**LISTING:**
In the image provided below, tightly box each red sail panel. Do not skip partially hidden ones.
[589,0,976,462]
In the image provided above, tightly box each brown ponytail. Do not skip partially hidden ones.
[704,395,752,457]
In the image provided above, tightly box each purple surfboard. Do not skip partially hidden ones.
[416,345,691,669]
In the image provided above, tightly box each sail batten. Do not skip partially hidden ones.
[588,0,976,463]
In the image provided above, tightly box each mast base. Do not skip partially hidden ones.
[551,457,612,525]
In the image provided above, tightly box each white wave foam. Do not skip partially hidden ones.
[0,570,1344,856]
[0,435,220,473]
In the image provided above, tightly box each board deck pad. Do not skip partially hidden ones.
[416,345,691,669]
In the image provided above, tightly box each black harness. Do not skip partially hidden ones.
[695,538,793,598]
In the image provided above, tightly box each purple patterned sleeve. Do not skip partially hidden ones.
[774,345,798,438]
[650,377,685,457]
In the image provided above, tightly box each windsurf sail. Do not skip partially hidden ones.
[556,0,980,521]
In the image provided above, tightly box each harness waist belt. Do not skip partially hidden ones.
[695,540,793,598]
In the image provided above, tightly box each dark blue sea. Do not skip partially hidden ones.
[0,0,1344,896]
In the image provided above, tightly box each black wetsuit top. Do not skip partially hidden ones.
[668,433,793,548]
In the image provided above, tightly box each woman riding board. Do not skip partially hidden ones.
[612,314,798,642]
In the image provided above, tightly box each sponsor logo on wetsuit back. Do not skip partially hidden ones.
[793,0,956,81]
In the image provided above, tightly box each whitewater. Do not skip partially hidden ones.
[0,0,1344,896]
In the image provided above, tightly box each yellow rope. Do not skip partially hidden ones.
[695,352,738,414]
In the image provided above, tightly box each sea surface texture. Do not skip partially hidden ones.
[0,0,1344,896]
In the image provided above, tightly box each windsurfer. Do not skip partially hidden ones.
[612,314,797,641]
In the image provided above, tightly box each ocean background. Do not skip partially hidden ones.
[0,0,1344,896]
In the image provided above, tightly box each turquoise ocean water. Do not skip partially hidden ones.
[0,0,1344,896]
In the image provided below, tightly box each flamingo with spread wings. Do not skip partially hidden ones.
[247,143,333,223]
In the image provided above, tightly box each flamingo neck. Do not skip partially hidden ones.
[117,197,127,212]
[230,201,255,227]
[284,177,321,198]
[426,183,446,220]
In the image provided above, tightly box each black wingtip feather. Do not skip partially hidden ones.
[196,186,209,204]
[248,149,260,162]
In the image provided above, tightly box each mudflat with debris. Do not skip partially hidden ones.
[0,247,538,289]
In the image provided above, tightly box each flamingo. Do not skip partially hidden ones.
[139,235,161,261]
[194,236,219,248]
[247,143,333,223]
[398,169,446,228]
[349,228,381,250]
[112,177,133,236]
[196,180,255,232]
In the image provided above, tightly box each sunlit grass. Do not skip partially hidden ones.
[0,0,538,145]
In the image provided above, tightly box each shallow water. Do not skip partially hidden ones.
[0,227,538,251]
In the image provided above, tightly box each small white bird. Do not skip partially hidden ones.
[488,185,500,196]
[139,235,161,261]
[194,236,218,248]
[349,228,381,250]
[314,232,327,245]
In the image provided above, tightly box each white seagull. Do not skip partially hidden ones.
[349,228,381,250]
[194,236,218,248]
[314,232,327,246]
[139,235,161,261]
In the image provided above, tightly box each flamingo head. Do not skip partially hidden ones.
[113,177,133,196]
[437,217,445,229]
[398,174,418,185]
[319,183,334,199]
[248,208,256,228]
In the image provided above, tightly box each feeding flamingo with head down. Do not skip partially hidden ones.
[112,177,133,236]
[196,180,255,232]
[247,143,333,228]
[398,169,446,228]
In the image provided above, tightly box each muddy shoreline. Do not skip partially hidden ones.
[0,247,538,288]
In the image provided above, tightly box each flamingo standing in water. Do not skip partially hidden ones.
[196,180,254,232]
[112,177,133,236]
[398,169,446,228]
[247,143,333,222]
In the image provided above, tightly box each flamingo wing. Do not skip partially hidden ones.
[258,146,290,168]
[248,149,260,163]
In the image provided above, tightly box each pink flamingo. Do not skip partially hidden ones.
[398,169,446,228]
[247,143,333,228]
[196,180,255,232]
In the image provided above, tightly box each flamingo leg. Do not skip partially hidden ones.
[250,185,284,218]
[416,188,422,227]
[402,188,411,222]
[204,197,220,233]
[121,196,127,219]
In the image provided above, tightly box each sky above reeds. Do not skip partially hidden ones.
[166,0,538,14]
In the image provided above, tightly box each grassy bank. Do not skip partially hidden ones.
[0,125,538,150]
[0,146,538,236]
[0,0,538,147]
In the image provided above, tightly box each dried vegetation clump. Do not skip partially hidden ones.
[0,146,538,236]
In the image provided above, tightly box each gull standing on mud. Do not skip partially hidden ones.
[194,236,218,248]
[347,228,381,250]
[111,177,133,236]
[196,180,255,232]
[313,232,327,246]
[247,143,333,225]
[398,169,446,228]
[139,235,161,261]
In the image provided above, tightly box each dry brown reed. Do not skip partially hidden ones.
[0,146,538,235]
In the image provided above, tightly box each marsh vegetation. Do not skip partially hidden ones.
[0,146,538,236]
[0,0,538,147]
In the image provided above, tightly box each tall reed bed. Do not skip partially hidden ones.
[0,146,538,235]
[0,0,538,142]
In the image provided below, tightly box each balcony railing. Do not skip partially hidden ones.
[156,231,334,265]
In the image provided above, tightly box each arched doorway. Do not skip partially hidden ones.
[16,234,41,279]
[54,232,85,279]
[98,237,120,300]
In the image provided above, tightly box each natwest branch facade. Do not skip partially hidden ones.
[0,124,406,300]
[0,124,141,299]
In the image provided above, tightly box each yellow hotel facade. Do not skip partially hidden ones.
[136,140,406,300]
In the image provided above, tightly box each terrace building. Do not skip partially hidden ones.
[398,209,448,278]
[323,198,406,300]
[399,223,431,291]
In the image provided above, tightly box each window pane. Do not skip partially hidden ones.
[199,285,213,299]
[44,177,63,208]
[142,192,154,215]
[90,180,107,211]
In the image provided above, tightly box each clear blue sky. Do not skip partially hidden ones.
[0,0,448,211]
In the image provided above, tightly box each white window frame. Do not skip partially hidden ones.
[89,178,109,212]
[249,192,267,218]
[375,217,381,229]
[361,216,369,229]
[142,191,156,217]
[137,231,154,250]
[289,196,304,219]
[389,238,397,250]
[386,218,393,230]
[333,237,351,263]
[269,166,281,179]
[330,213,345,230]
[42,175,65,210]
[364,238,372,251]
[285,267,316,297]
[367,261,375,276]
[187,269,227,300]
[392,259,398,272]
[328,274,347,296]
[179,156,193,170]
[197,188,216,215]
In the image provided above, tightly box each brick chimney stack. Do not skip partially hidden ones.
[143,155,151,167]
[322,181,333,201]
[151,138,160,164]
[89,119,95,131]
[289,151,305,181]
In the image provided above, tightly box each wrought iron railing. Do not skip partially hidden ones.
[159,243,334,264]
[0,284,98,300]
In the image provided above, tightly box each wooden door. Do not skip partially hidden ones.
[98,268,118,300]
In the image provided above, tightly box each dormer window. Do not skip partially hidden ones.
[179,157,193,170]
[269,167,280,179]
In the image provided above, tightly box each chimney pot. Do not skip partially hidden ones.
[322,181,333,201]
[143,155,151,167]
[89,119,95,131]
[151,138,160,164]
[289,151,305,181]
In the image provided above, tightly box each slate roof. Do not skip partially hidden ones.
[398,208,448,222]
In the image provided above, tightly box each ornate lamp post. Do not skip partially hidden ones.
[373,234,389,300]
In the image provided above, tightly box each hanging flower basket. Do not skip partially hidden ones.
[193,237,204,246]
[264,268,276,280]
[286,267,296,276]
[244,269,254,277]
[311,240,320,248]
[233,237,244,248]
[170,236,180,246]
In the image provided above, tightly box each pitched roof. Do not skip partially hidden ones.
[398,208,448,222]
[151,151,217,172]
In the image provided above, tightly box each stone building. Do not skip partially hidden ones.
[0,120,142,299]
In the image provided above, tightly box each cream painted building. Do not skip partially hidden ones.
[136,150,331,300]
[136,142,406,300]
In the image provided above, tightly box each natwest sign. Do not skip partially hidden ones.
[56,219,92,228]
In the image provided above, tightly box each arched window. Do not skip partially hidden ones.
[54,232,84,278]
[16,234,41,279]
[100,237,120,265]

**TASK STATEMENT:** Write out everything from the line containing "In the image provided above, tightly box each flamingo leg." down to the line containing "[0,0,538,142]", substituting "heron" for "gull" and leaving all else unchanged.

**RESPONSE TO THIS TASK:**
In the image provided above, tightly box each flamingo leg. Do not skip partially hidden ones.
[250,185,284,218]
[416,188,422,227]
[402,188,411,222]
[204,197,220,233]
[121,196,127,219]
In the image provided above, tightly box each sky above reeds. Do not skip partially hidden ones.
[166,0,538,14]
In the image provided above, tightly box each grassy bank. Do not skip partially hidden ones.
[0,125,538,150]
[0,146,538,236]
[0,0,538,147]
In the image provided above, tightly box each dried vegetation clump. Do not skip partially hidden ones.
[0,146,538,236]
In the image provided above, tightly box each heron standing on mud. Do not skip partially hidden ones.
[194,236,218,248]
[347,228,381,250]
[111,177,133,236]
[196,180,255,232]
[313,232,327,246]
[247,143,333,225]
[398,169,446,228]
[139,235,161,261]
In the image provided above, tightly box each dry brown reed. Do not skip partially hidden ones.
[0,146,538,235]
In the image provided above, tightly box each marsh vegetation. Do not skip partially hidden ones.
[0,146,538,236]
[0,0,538,147]
In the image provided above, tightly box each tall reed bed. Do not skip partially hidden ones.
[0,146,538,235]
[0,0,538,142]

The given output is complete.